_Problem to solve_.
Only the pictures should be dropped; every line of the data must come back exactly as written.
-- Opening Marker --
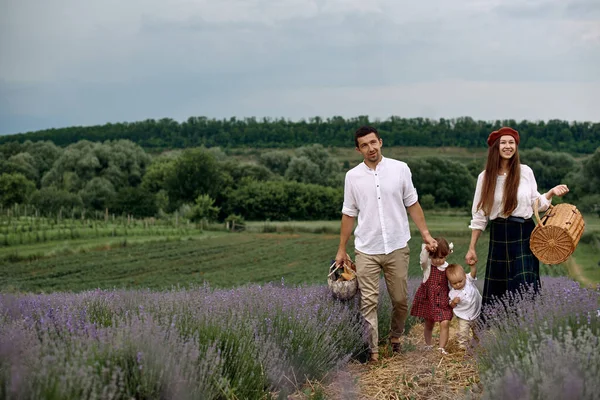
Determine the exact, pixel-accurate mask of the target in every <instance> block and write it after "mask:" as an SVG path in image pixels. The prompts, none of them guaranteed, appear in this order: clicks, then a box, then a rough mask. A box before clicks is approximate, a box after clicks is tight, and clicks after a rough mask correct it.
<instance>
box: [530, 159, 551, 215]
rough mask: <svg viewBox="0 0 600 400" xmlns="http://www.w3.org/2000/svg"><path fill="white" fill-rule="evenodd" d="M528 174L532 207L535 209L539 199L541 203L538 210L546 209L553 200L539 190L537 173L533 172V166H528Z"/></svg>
mask: <svg viewBox="0 0 600 400" xmlns="http://www.w3.org/2000/svg"><path fill="white" fill-rule="evenodd" d="M527 174H528V175H529V176H528V178H529V179H527V180H528V182H529V189H530V190H531V208H532V209H533V210H535V202H536V200H538V199H539V201H540V203H539V206H538V211H546V210H547V209H548V207H550V203H551V201H550V200H548V199H547V198H546V196H544V195H543V194H540V193H539V192H538V190H537V181H536V180H535V175H534V174H533V170H531V168H527Z"/></svg>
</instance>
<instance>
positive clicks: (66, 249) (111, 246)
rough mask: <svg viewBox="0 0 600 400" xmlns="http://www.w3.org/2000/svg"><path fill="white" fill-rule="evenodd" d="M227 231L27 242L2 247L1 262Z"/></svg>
mask: <svg viewBox="0 0 600 400" xmlns="http://www.w3.org/2000/svg"><path fill="white" fill-rule="evenodd" d="M226 234H227V233H226V232H217V231H215V232H204V233H202V232H195V233H194V232H189V233H188V234H185V235H175V234H174V235H171V234H169V232H164V233H163V234H162V235H160V236H157V235H152V236H131V237H129V236H119V237H115V238H110V237H100V238H88V239H74V240H62V241H60V240H59V241H52V242H45V243H39V244H27V245H21V246H10V247H0V263H1V262H9V261H32V260H36V259H41V258H46V257H56V256H60V255H67V254H74V253H83V252H89V251H98V250H110V249H114V248H118V247H125V246H133V245H138V244H144V243H153V242H162V241H179V240H189V239H197V240H201V239H205V238H208V237H214V236H219V235H226Z"/></svg>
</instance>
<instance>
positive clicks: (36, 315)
mask: <svg viewBox="0 0 600 400" xmlns="http://www.w3.org/2000/svg"><path fill="white" fill-rule="evenodd" d="M362 340H363V339H362V323H361V321H360V319H359V317H358V314H357V312H356V304H355V303H340V302H337V301H335V300H333V299H332V298H331V296H330V295H329V293H328V290H327V288H326V287H325V286H322V287H295V288H291V287H285V286H284V285H283V284H282V285H264V286H248V287H241V288H237V289H232V290H212V289H210V288H209V287H200V288H194V289H189V290H181V289H177V290H172V291H169V292H151V291H101V290H96V291H91V292H84V293H80V294H63V293H56V294H50V295H8V294H4V295H0V397H1V398H7V399H21V398H22V399H28V398H44V399H92V398H101V399H105V398H111V399H113V398H114V399H119V398H146V399H153V398H161V399H171V398H173V399H174V398H176V399H185V398H202V399H216V398H234V397H236V398H248V399H253V398H256V399H258V398H260V399H263V398H266V397H269V396H271V393H274V392H280V393H282V394H284V393H287V392H289V391H291V390H293V388H295V387H296V386H297V385H299V384H301V383H303V382H304V381H305V380H306V379H322V378H323V376H325V375H326V374H327V373H328V372H330V371H332V370H335V369H337V368H339V367H340V366H342V365H344V364H345V363H346V362H347V361H348V360H349V358H350V357H351V356H352V354H353V352H355V351H356V349H359V348H360V347H361V344H362Z"/></svg>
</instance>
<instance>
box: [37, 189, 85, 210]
mask: <svg viewBox="0 0 600 400" xmlns="http://www.w3.org/2000/svg"><path fill="white" fill-rule="evenodd" d="M29 202H30V204H32V205H33V206H35V208H37V209H38V211H40V213H42V214H45V215H56V214H58V212H59V211H60V209H63V210H65V211H70V210H73V209H81V208H83V201H82V200H81V197H80V196H79V195H78V194H75V193H69V192H67V191H66V190H62V189H57V188H55V187H49V188H41V189H40V190H36V191H35V192H34V193H32V195H31V197H30V199H29Z"/></svg>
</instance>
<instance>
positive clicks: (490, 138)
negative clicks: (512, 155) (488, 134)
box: [488, 126, 519, 146]
mask: <svg viewBox="0 0 600 400" xmlns="http://www.w3.org/2000/svg"><path fill="white" fill-rule="evenodd" d="M504 135H510V136H512V137H514V138H515V142H516V143H517V146H518V145H519V132H517V131H515V130H514V129H513V128H509V127H508V126H503V127H502V128H500V129H498V130H497V131H494V132H492V133H490V136H488V146H491V145H492V144H493V143H494V142H495V141H496V140H497V139H498V138H500V137H502V136H504Z"/></svg>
-- Closing Marker --
_Answer for this exercise_.
Determine the exact, pixel-accurate mask of the target in every <instance> block and write it after "mask:" as an SVG path in image pixels. The prompts, none of them guaranteed, appear in this order: clicks, then a box, then a rough mask. A box before clicks is approximate, a box after clicks is tight, and clicks after a rough mask correct it.
<instance>
box: [530, 159, 551, 215]
rough mask: <svg viewBox="0 0 600 400" xmlns="http://www.w3.org/2000/svg"><path fill="white" fill-rule="evenodd" d="M528 174L532 207L535 209L539 199L541 203L538 210L546 209L553 200L539 190L537 173L533 172V166H528Z"/></svg>
mask: <svg viewBox="0 0 600 400" xmlns="http://www.w3.org/2000/svg"><path fill="white" fill-rule="evenodd" d="M527 174H528V175H529V176H528V178H529V179H527V180H528V182H529V189H530V190H531V208H532V209H533V210H535V202H536V200H538V199H539V201H540V203H539V206H538V211H546V210H547V209H548V207H550V203H551V201H550V200H548V199H547V198H546V196H544V195H543V194H540V193H539V192H538V190H537V181H536V180H535V175H534V174H533V170H531V168H527Z"/></svg>
</instance>
<instance>
positive clicks: (66, 249) (111, 246)
rough mask: <svg viewBox="0 0 600 400" xmlns="http://www.w3.org/2000/svg"><path fill="white" fill-rule="evenodd" d="M227 231L27 242L2 247L1 262Z"/></svg>
mask: <svg viewBox="0 0 600 400" xmlns="http://www.w3.org/2000/svg"><path fill="white" fill-rule="evenodd" d="M226 234H227V233H226V232H217V231H215V232H204V233H202V232H195V233H194V232H189V233H188V234H185V235H175V234H174V235H171V234H169V232H164V233H163V234H162V235H160V236H157V235H152V236H131V237H129V236H119V237H115V238H110V237H100V238H88V239H74V240H62V241H60V240H59V241H52V242H45V243H39V244H27V245H21V246H10V247H0V263H1V262H9V261H32V260H36V259H41V258H46V257H56V256H60V255H67V254H74V253H83V252H89V251H98V250H110V249H114V248H118V247H125V246H133V245H138V244H144V243H153V242H162V241H179V240H189V239H197V240H201V239H205V238H208V237H214V236H219V235H226Z"/></svg>
</instance>
<instance>
positive clicks: (36, 315)
mask: <svg viewBox="0 0 600 400" xmlns="http://www.w3.org/2000/svg"><path fill="white" fill-rule="evenodd" d="M362 340H363V339H362V323H361V321H360V319H359V317H358V314H357V312H356V304H355V303H340V302H337V301H335V300H333V299H332V298H331V296H330V295H329V293H328V290H327V288H326V287H325V286H322V287H295V288H291V287H285V286H284V285H283V284H282V285H264V286H248V287H241V288H237V289H232V290H212V289H210V288H209V287H200V288H194V289H189V290H181V289H177V290H172V291H169V292H151V291H101V290H96V291H91V292H84V293H80V294H63V293H56V294H50V295H8V294H4V295H0V397H1V398H7V399H21V398H22V399H28V398H44V399H92V398H101V399H105V398H111V399H113V398H114V399H119V398H146V399H153V398H161V399H171V398H173V399H174V398H176V399H185V398H202V399H216V398H234V397H236V398H248V399H253V398H256V399H258V398H260V399H263V398H266V397H269V396H271V393H274V392H280V393H282V394H284V393H287V392H289V391H291V390H293V388H295V387H296V386H297V385H299V384H301V383H303V382H304V381H305V380H306V379H322V378H323V376H325V375H326V374H327V373H328V372H330V371H332V370H335V369H337V368H339V367H340V366H342V365H344V364H345V363H346V362H347V361H348V360H349V358H350V357H351V356H352V354H353V352H355V351H356V349H359V348H360V347H361V344H362Z"/></svg>
</instance>
<instance>
box: [37, 189, 85, 210]
mask: <svg viewBox="0 0 600 400" xmlns="http://www.w3.org/2000/svg"><path fill="white" fill-rule="evenodd" d="M29 202H30V204H32V205H33V206H35V208H37V209H38V211H40V213H42V214H45V215H56V214H58V212H59V211H60V209H63V210H65V211H70V210H73V209H81V208H83V201H82V200H81V197H80V196H79V195H78V194H75V193H69V192H67V191H66V190H62V189H57V188H55V187H49V188H41V189H40V190H36V191H35V192H34V193H32V195H31V197H30V199H29Z"/></svg>
</instance>
<instance>
positive clicks: (490, 138)
negative clicks: (512, 155) (488, 134)
box: [488, 126, 519, 146]
mask: <svg viewBox="0 0 600 400" xmlns="http://www.w3.org/2000/svg"><path fill="white" fill-rule="evenodd" d="M504 135H510V136H512V137H514V138H515V142H516V143H517V146H518V145H519V132H517V131H515V130H514V129H513V128H509V127H508V126H503V127H502V128H500V129H498V130H497V131H494V132H492V133H490V136H488V146H491V145H492V144H493V143H494V142H495V141H496V140H497V139H498V138H500V137H502V136H504Z"/></svg>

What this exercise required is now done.